*Supplied passage*:
++++++++++

Sweet Nothings

The Dear Hunter

My dad carrying me on his back through the woods of Massachusetts

My parents met while teaching at a school for deaf boys, which meant both that they were fluent in sign language and liked a certain degree of quiet. This last bit has always been particularly true of my dad, a man who’s been known to disappear for whole days on nature trails and has read every single Russian or French novel that’s ever weighed in at over 1,000 pages. Fittingly, my sisters and I bonded with him over mellow activities in our childhood – be it through exploring Boston’s Arnold Arboretum, dissecting the characters of “Star Trek: The Next Generation,” or taste testing pizzas all around New England. Another quiet obsession he tried to draw us into long ago was that of deer hunting, err gazing…

You see, my dad used to pass fenced-off nature preserves filled with deer every day on his way to work, and one weekend he insisted that we (his three toe-headed, jelly-sandals-and-dress-wearing daughters) go on a hike and see these deer close up. He boldly steered us past “No Trespassing” signs and lifted us over boulders, all the while coaching us on how to silence our footfalls so as not to scare off the deer. Those hours of quiet bonding must have been heavenly for him, and I’m sure they would have been nothing short of victorious had we actually found the deer we were looking for.

++++++++++

*Material supplied*:

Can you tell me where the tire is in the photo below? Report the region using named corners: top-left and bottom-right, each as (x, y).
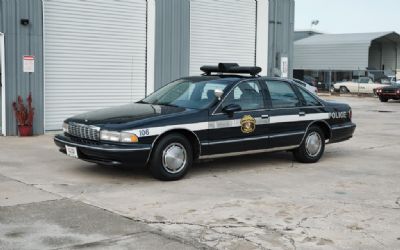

++++++++++

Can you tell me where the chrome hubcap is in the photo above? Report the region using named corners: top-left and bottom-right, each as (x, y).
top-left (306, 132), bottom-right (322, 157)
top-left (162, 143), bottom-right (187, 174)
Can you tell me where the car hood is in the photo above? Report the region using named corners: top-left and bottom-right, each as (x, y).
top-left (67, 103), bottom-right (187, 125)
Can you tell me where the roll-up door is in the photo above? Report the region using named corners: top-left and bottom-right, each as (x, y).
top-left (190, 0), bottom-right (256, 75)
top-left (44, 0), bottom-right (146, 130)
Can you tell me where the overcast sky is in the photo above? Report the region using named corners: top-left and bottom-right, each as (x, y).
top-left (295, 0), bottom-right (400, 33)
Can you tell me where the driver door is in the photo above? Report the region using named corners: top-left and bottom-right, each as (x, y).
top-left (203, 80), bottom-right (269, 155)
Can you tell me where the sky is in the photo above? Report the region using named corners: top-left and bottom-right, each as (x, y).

++++++++++

*Exercises to complete*:
• a. Set down the essay's wording from "You see, my" up to and including "were looking for.", copying it word for word.
• b. In the essay's sentence beginning "Fittingly, my sisters and I," list every mellow activity through which the sisters bonded with their dad.
The items were taken from a separate source.

*Task solutions*:
• a.
You see, my dad used to pass fenced-off nature preserves filled with deer every day on his way to work, and one weekend he insisted that we (his three toe-headed, jelly-sandals-and-dress-wearing daughters) go on a hike and see these deer close up. He boldly steered us past “No Trespassing” signs and lifted us over boulders, all the while coaching us on how to silence our footfalls so as not to scare off the deer. Those hours of quiet bonding must have been heavenly for him, and I’m sure they would have been nothing short of victorious had we actually found the deer we were looking for.

• b.
- Exploring Boston's Arnold Arboretum
- Dissecting the characters of "Star Trek: The Next Generation"
- Taste testing pizzas all around New England